Required task
In the entries that follow, identify the line containing "Question. The picture above shows the grey" and return it together with all later lines, exactly as they appear.

Task data

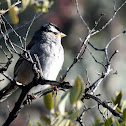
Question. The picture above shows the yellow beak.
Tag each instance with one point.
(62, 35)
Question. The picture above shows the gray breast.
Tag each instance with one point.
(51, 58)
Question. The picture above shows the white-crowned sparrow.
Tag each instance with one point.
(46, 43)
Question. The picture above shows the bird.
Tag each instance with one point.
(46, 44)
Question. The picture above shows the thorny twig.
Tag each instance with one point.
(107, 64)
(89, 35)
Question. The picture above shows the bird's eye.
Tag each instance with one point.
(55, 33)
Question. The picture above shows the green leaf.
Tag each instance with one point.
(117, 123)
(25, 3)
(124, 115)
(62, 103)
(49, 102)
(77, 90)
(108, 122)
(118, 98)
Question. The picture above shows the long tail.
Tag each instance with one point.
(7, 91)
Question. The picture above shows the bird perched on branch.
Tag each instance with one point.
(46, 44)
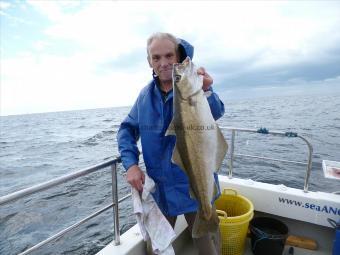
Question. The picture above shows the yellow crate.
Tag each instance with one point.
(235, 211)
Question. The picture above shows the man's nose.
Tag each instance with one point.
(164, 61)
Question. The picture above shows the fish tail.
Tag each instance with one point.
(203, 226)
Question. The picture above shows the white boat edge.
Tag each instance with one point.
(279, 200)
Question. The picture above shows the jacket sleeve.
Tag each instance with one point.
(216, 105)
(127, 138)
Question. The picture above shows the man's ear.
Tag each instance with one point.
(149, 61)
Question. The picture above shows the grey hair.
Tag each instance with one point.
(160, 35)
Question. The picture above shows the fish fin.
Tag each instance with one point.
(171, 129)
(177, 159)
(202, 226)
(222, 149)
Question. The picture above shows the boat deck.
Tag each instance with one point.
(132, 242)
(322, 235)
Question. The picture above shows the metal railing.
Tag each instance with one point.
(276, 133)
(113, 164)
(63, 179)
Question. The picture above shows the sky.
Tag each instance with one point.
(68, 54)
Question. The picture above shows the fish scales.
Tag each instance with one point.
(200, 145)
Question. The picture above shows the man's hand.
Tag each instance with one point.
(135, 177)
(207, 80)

Expected answer
Question. The picture above shows the grey hair.
Tag each instance with one point.
(160, 35)
Question. The picture above shows the fish fin.
Tag each instance with one point.
(171, 129)
(177, 159)
(202, 226)
(222, 149)
Question. The picture above shows the boat deck.
Tag each instance with one point.
(132, 242)
(322, 235)
Question. The picture above shows the metal railing.
Tag each instance with one point.
(276, 133)
(113, 164)
(63, 179)
Question. The picture above shows the sky.
Tag each instance with one point.
(68, 54)
Question. The picture above shows the fish scales.
Tag each instance with one point.
(200, 145)
Question. The picture above shows the man's hand.
Tag each instance with one point.
(135, 177)
(207, 80)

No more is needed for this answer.